● EXERCISE PROMPT: Filter the data for lines with the word "cardboard" and copy those lines.

[[ DATASET RECORDS, beginning ]]

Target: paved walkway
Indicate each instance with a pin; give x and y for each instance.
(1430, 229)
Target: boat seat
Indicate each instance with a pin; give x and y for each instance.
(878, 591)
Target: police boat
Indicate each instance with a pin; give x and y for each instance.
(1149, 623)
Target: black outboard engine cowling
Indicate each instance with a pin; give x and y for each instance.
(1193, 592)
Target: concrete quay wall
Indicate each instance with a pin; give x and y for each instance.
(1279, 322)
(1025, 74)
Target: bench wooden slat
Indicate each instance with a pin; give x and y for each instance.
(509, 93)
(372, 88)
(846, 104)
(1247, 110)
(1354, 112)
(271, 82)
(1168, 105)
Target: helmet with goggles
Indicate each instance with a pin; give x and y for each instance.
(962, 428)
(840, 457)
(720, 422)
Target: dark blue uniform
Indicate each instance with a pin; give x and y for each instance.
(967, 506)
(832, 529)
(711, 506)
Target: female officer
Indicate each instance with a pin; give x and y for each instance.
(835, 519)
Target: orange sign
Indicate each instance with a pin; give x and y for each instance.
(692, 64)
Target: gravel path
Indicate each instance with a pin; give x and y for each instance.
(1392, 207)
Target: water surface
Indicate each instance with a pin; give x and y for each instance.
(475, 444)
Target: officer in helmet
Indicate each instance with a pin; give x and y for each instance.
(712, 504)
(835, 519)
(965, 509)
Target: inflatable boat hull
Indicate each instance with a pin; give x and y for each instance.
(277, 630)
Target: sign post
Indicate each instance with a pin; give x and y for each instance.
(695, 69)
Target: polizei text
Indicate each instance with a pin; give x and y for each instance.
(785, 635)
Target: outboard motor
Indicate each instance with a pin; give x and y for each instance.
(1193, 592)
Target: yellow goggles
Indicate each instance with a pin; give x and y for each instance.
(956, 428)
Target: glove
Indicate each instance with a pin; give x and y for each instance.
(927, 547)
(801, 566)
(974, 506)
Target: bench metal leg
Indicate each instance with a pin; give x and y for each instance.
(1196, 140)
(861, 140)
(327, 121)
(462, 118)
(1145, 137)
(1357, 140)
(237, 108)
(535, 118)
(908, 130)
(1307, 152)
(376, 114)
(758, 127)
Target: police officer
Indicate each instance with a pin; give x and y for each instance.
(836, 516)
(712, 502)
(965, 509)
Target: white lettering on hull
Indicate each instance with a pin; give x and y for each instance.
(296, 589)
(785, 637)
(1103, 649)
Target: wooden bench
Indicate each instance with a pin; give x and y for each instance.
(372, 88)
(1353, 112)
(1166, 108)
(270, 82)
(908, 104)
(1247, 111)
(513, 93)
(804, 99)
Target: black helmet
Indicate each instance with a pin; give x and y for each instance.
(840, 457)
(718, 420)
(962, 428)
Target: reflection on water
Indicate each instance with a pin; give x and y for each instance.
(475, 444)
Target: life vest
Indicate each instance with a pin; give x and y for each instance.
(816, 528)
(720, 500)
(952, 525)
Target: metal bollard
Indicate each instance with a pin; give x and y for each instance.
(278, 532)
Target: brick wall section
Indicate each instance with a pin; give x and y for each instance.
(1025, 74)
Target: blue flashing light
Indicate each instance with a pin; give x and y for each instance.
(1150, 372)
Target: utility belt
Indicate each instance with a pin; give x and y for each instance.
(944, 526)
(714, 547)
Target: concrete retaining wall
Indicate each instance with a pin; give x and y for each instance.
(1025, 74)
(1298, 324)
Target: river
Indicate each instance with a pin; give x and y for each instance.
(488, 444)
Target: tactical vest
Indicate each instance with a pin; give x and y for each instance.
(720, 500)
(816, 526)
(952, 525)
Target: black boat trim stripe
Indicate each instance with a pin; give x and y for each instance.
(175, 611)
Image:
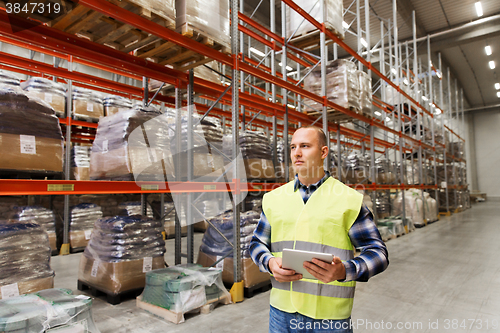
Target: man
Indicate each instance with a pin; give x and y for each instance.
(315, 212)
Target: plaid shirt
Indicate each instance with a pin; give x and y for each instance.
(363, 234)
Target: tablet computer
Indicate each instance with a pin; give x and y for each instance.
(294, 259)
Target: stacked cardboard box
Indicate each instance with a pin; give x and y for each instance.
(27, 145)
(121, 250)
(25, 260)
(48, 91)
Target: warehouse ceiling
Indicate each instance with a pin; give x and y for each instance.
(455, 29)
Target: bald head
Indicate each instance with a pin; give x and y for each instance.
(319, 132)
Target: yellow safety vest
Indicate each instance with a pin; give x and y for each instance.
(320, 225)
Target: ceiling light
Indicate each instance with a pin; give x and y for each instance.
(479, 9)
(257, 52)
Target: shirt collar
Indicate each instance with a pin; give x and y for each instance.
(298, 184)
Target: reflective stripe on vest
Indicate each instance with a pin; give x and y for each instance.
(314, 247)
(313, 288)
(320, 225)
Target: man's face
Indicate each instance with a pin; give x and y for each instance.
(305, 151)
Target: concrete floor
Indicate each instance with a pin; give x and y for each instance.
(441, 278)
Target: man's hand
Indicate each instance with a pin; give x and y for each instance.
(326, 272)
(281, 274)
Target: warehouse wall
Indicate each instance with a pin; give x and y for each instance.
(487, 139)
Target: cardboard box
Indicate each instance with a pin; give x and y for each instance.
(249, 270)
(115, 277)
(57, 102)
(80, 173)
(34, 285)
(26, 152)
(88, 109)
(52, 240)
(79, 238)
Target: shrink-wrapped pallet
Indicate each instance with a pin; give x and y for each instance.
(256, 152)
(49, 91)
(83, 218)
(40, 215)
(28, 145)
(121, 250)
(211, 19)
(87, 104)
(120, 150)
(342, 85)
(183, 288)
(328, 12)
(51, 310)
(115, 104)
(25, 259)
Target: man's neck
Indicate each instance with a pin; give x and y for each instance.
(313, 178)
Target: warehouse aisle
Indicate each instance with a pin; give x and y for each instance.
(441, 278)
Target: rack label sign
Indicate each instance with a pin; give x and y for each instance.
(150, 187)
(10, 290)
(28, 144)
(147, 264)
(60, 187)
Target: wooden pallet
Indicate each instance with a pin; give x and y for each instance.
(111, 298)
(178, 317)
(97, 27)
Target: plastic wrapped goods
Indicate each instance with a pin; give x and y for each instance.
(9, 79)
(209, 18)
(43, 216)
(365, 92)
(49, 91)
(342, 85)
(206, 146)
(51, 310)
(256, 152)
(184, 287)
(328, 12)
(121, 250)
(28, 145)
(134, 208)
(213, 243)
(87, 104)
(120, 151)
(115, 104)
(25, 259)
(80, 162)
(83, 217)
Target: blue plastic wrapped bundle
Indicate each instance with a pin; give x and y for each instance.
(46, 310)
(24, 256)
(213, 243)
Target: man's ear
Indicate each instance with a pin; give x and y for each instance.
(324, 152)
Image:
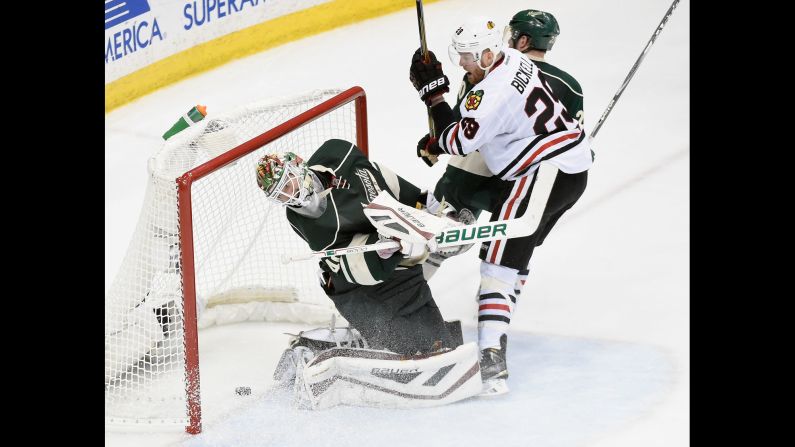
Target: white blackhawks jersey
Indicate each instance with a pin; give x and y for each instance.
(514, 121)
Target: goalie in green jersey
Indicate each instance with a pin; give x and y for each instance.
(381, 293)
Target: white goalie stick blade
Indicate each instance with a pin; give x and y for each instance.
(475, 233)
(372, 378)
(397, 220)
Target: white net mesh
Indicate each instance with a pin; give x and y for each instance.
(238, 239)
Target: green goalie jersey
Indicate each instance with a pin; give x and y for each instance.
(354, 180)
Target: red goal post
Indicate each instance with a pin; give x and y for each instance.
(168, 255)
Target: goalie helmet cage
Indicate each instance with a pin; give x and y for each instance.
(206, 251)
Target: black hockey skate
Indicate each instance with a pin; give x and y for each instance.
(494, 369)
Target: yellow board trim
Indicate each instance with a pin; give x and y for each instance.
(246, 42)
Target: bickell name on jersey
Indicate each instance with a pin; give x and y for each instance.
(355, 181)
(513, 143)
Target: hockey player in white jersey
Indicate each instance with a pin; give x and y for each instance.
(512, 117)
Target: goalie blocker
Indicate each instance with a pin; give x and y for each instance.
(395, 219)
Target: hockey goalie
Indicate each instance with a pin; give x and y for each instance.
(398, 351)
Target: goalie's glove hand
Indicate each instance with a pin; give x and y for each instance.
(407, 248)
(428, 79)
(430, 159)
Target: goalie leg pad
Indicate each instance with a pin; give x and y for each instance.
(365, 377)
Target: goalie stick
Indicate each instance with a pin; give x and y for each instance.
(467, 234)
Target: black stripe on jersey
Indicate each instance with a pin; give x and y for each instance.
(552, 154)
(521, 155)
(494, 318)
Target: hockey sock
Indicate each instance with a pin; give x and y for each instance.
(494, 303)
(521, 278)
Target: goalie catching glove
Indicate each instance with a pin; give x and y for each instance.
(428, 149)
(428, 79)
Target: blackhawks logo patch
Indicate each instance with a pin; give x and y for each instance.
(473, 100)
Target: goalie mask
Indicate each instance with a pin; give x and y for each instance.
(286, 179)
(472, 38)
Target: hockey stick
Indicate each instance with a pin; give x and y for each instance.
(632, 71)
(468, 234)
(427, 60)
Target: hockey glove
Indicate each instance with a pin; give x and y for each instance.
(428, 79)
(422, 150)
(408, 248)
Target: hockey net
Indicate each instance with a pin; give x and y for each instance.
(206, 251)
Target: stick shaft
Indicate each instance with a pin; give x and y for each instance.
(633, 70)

[[ DATASET RECORDS, end ]]

● WRITTEN SOLUTION:
Target: stacked cardboard box
Target: cardboard box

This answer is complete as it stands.